## Selected extract
Chem 184/284 Lecture 1: Overview of the Organization of Information
Why a full-quarter course on chemical information?
Because the subject is HUGE...
Chemistry strictly defined is large, and it overlaps into physics, biology, medicine, pharaceutics, geology, materials engineering, forensics, erc.
For example: Chemical Abstracts Service
Indexes journal titles (over 10,000 per year currently; 50,000 different titles since 1907), plus patents from 63 patent issuing authorities, conferences, reports, dissertations, preprints, etc.
Adds over 3,000 document records and 15,000 substance records per day.
From 1876 to present, there are over 50 million abstracts of documents, over 203 million substances (over 155 million simple organic and inorganic substances, plus over 87 million biosequences) and over 107 million p organic reactions indexed (as of Aug. 2019.)
Similarly, the Reaxys database indexes over 118 million organic, organometallic and inorganic compounds, 59 million documents, and over 49 million reactions (as pf Aug. 2019).

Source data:
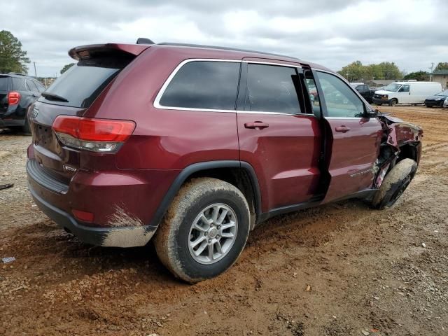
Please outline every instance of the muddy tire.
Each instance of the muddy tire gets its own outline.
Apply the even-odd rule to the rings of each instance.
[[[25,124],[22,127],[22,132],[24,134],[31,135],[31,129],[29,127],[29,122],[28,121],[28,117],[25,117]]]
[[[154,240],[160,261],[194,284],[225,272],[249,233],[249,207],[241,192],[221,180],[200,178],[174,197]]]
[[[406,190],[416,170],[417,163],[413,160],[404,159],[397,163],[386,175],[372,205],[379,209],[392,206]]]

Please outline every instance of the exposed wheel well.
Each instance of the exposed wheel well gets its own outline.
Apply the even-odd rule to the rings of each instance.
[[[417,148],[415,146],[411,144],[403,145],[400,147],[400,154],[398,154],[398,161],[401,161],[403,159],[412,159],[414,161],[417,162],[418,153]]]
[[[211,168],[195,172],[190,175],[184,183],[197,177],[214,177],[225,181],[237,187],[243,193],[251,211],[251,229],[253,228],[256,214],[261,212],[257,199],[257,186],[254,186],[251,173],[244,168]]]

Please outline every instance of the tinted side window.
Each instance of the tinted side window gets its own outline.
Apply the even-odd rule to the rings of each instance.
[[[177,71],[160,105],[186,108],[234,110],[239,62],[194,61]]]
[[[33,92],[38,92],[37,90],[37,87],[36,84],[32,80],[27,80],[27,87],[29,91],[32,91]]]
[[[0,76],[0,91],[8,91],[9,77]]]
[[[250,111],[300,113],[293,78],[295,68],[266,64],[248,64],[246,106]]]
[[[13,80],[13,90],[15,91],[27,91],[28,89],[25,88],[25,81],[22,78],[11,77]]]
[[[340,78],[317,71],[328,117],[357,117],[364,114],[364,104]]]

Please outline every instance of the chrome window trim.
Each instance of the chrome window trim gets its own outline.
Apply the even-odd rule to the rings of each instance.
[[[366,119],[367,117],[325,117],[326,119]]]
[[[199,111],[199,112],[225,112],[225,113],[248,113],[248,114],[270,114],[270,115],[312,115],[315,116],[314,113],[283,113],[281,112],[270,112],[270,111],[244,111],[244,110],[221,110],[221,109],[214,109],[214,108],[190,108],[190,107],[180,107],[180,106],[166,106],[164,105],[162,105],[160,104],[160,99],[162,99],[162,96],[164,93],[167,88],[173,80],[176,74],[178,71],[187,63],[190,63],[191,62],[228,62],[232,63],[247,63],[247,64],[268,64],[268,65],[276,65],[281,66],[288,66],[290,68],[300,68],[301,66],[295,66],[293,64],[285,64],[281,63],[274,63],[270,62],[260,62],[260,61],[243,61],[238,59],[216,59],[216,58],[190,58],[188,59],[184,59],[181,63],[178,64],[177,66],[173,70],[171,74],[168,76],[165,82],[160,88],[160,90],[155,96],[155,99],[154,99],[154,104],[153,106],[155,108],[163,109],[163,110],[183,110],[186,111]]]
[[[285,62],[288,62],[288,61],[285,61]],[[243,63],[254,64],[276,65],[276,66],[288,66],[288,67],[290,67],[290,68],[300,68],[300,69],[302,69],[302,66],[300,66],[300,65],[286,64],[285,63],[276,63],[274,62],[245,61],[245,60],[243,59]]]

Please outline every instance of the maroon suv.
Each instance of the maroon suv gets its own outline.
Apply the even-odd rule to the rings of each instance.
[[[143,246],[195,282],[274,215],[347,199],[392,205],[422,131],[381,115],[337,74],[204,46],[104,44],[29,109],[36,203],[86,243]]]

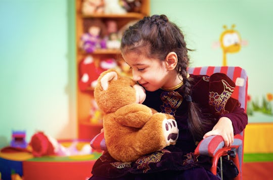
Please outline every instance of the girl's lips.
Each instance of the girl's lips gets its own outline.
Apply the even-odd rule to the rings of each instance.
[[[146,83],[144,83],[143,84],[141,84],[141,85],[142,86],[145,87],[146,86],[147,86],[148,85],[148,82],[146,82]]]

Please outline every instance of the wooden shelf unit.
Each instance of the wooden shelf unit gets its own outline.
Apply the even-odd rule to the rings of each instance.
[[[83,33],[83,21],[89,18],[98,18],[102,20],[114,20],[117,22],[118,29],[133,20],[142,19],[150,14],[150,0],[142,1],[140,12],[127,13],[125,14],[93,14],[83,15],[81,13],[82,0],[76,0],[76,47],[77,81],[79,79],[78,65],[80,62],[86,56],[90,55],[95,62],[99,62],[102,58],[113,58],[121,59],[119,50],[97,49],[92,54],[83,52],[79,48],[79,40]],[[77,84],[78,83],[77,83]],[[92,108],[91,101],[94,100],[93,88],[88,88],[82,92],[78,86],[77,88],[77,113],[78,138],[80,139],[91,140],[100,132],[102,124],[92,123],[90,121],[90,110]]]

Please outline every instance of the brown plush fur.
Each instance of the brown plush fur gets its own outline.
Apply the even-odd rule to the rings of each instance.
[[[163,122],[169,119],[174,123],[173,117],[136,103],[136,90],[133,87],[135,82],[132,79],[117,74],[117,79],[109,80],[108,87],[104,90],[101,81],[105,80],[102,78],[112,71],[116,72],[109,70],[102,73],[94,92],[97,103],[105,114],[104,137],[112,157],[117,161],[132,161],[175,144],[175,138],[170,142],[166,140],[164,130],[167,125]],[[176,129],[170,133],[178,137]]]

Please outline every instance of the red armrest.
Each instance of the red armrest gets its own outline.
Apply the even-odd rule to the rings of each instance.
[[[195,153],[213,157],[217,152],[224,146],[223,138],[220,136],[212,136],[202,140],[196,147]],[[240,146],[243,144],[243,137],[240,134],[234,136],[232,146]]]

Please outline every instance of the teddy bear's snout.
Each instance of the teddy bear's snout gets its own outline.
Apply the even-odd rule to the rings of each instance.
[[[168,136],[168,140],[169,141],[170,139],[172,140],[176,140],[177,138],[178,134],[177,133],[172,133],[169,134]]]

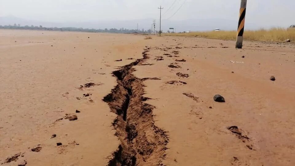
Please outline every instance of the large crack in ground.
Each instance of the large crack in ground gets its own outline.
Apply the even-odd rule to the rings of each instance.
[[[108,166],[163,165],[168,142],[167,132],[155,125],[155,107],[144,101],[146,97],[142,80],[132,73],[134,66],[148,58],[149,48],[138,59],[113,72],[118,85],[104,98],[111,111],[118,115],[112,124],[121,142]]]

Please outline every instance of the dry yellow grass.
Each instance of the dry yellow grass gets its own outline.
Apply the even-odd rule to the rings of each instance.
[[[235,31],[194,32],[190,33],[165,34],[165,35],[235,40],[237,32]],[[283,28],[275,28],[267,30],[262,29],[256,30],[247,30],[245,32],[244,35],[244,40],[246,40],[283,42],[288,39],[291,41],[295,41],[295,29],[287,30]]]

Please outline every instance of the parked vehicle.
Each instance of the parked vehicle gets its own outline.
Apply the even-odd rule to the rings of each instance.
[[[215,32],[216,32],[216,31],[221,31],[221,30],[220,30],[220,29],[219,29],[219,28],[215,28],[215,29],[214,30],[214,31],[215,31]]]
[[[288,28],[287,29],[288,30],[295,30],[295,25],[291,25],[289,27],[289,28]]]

## What to produce
Write out the part of the lecture notes that begins with "For example: Chemical" and ends with "pf Aug. 2019).", switching "over" to "more than" wherever it occurs.

## Worked solution
For example: Chemical Abstracts Service
Indexes journal titles (more than 10,000 per year currently; 50,000 different titles since 1907), plus patents from 63 patent issuing authorities, conferences, reports, dissertations, preprints, etc.
Adds more than 3,000 document records and 15,000 substance records per day.
From 1876 to present, there are more than 50 million abstracts of documents, more than 203 million substances (more than 155 million simple organic and inorganic substances, plus more than 87 million biosequences) and more than 107 million p organic reactions indexed (as of Aug. 2019.)
Similarly, the Reaxys database indexes more than 118 million organic, organometallic and inorganic compounds, 59 million documents, and more than 49 million reactions (as pf Aug. 2019).